▸ WHAT IS ASKED
Starting with the line that contains "Tag the zipper" and going on through the end of the material below, write out every one of those lines again. Shift each coordinate value in the answers up by 7.

▸ DATA EXCERPTS
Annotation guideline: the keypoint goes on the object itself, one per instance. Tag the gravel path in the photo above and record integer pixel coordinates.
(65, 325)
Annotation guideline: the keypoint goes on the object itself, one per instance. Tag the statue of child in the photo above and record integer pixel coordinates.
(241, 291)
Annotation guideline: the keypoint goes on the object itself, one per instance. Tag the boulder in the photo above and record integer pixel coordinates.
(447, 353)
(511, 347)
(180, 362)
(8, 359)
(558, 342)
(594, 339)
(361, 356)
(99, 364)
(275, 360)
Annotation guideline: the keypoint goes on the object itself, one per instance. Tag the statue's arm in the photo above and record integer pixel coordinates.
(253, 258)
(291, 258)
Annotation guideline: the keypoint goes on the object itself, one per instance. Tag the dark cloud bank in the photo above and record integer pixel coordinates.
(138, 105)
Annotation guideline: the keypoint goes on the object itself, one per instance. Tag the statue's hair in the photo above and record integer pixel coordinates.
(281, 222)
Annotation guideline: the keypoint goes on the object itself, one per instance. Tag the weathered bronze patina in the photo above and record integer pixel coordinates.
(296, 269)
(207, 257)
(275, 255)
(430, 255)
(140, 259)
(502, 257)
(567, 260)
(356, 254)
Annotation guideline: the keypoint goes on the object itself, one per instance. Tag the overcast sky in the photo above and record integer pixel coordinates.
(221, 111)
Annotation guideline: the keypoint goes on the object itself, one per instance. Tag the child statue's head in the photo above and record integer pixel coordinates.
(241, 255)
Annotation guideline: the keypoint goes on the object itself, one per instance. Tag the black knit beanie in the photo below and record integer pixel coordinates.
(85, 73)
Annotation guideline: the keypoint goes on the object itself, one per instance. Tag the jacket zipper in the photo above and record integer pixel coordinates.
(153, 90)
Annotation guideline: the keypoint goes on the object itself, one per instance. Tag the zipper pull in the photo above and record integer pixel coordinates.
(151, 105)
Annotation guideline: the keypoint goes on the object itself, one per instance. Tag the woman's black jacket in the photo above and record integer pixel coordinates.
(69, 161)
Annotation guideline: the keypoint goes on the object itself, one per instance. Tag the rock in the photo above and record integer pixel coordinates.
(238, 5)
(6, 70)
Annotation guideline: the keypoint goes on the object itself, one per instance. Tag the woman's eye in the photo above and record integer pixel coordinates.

▸ TASK RESPONSE
Annotation guideline: the keypoint goes on the object itself, one per instance. Tag the zipper pull in the photo above and record integer pixel coordinates.
(158, 112)
Annotation guideline: the keypoint goes on the object itself, one per instance. Tag the woman's black jacket in the photo above and record integer pixel coordinates.
(76, 168)
Annotation guideline: the keypoint goes on the object itself, one per instance. Tag the rock in the photo above and record integer pixel coordinates.
(245, 12)
(13, 77)
Annotation guideline: the keypoint goes on the object itself, one per instance. Tag the woman's eye in the photo above and record integer pixel coordinates.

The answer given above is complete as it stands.